TO DO: What you return must match the entries word for word, minus the pictures.
= = = =
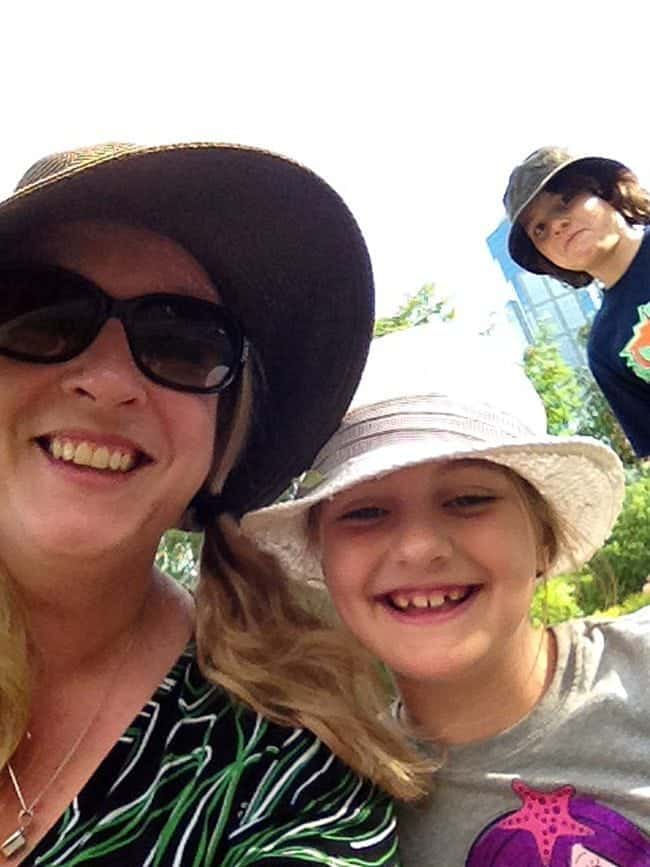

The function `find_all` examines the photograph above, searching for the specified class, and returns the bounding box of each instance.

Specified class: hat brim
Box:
[242,435,624,581]
[0,143,374,515]
[507,155,627,274]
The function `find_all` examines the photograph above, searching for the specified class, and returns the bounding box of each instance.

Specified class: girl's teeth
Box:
[389,588,468,610]
[49,438,135,473]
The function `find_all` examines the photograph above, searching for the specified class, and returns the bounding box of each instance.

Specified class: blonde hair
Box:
[196,520,429,801]
[195,360,429,801]
[0,572,31,767]
[504,466,576,578]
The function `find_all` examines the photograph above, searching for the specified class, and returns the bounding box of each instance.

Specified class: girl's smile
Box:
[317,459,544,685]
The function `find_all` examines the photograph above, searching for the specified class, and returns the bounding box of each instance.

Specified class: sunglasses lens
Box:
[0,267,243,394]
[0,268,100,362]
[132,296,241,391]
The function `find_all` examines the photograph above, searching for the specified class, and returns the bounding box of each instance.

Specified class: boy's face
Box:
[521,190,626,275]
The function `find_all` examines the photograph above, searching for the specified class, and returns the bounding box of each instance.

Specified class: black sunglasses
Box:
[0,264,247,394]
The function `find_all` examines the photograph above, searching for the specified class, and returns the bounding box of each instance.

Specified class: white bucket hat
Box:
[242,324,625,581]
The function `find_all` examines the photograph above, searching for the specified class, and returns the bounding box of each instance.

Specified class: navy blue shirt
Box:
[588,228,650,456]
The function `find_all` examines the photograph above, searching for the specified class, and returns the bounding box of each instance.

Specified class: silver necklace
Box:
[1,628,140,859]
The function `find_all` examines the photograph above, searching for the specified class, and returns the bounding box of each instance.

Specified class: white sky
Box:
[2,0,649,332]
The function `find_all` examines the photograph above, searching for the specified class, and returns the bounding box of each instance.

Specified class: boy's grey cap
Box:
[503,146,627,274]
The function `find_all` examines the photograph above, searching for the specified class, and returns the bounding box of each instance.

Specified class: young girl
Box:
[243,323,650,866]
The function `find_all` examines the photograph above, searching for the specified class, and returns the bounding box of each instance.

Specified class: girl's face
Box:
[0,220,220,565]
[522,190,625,274]
[317,460,544,685]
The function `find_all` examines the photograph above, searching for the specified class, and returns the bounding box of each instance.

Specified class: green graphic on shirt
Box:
[620,303,650,383]
[31,649,398,866]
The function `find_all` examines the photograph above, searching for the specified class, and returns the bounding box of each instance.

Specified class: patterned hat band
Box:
[297,395,539,497]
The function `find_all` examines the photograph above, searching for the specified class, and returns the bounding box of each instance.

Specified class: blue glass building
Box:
[487,219,600,367]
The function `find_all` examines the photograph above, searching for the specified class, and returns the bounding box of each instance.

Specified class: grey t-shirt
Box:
[397,609,650,866]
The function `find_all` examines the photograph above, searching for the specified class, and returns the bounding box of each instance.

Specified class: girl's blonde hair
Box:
[196,360,429,801]
[196,521,429,801]
[505,466,574,578]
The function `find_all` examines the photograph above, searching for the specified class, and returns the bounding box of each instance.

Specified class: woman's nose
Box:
[59,319,149,408]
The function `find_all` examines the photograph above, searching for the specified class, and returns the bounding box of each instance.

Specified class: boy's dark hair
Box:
[523,164,650,288]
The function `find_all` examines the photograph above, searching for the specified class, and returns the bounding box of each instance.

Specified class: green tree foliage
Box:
[574,366,636,465]
[155,529,202,588]
[595,591,650,619]
[573,321,635,464]
[373,283,454,337]
[523,332,582,435]
[530,576,584,626]
[523,330,635,461]
[593,472,650,600]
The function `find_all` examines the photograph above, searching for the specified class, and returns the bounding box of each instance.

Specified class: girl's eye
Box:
[337,506,387,523]
[533,222,546,239]
[445,494,496,511]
= = = =
OUTPUT FOR THIS EXERCISE:
The function `find_all` examines the photograph above, searching for the specified class, and returns the bounding box of each instance.

Specified class: hat brim
Box:
[242,435,624,581]
[0,143,374,515]
[507,155,627,274]
The function `find_all` examines the photograph above, searching for the specified class, and returns the bounding box of each instance.

Specified class: girl's teeth
Box:
[389,588,468,610]
[49,438,135,473]
The function `find_all` examines the photograph above, searching for the specified class, and returns the bounding box of each instance.

Specified class: blonde hair
Box:
[196,520,429,801]
[195,360,429,801]
[0,572,31,767]
[504,466,576,578]
The function `find_all` examines the photograph above, searching for the specified class, and returns the bounding box of each instance.

Specified class: girl's smile
Box:
[317,459,544,685]
The function `find_all` examines the photograph above, searching for the specified class, and returns the bounding box of each instance.

Specified class: sunglasses lens
Box:
[0,267,243,394]
[0,268,100,362]
[132,296,241,391]
The function `find_all` examines the photograph above, searching for the specified class, and returns the bounding box of each instance.

Specified class: boy's face
Box:
[521,190,626,275]
The function `find_all` examines the photograph above, searching for the specified class, and returns the bounding box of each instance.

Specified class: black sunglasses
Box:
[0,264,247,394]
The function `find_all` examines the photograph above, searching for the specified class, and returns the bounding box of each instance.

Specified class: white bucket hat
Box:
[242,324,625,581]
The function `find_all` examines the photograph above, searching for the specified class, and returns the bounding box of each instance.

Specified class: navy blue shirt
Box:
[588,228,650,456]
The function `find_all` examines the photograph above, searching for the specified class, and returns the bounding box of each instance.

Specified class: silver necklace
Box:
[1,628,140,859]
The function `find_all` examines the photograph above, searching for the specified class, and returns the bounding box of each instance.

Specified class: white sky
Box:
[2,0,649,332]
The function `find_all` examines the photograph above, searching for the specified class, and returns the bounding box of each instance.

Specified class: boy's grey cap
Box:
[503,146,627,274]
The function `find_all` examines the photograph above, searching for the specified class, and returns the bounding box of each instance.

Specified class: young girl
Box:
[243,323,650,866]
The function `find_all` examines the photograph above, searching for the specified class, and returns the bounding box of each instance.

Specified class: girl's face
Box:
[0,220,220,565]
[522,190,625,274]
[317,460,544,685]
The function `find_all` examines the photograph above, searching for the specified class, and returns the bounding box of each instance.

Specified class: green graphic on shirt
Box:
[620,303,650,383]
[31,649,398,866]
The function `find_all` examines the photograph above, searching for the specified class, and returns the bounding box of each instance.

Specified class: patterned hat band
Box:
[297,395,539,497]
The function `find_all` examines the photograph above, searching for the specified class, and returns the bounding box of each instance.

Specified class: blue glass building
Box:
[487,219,600,367]
The function `find_all` examines the photograph above, searching for the specified class, and returns the bounding box of each instance.

Specified class: grey t-shirt
Box:
[397,609,650,866]
The function `find_all` examines the photograph above, searching for the specified class, and returns the bounding box of each instance.

Specified class: girl's blonde hair
Box:
[196,360,429,801]
[196,521,429,801]
[505,466,574,578]
The function `find_all` examines the photograph above, searching for the specified class, and returns the bounding box of each instance.

Specified class: woman's nose
Box:
[59,319,149,408]
The function `find_all` examines the photograph above, searching for the specified class, and returns the bounding box of each instance.

Specified class: boy's dark hair
Box:
[523,164,650,288]
The function `find_all` examines the photograph above, searching for the specified class, and returns the bounding box of each instance.

Specified class: green tree foliage
Box:
[574,366,636,465]
[155,529,202,588]
[595,591,650,619]
[573,321,635,464]
[373,283,454,337]
[523,332,582,435]
[530,576,584,626]
[523,330,635,461]
[593,472,650,600]
The function `find_all` examines the photograph above, searching for the specified class, and returns the bounding box of each instance.

Specified class: girl's eye
Box:
[337,506,387,523]
[533,222,546,239]
[445,494,496,511]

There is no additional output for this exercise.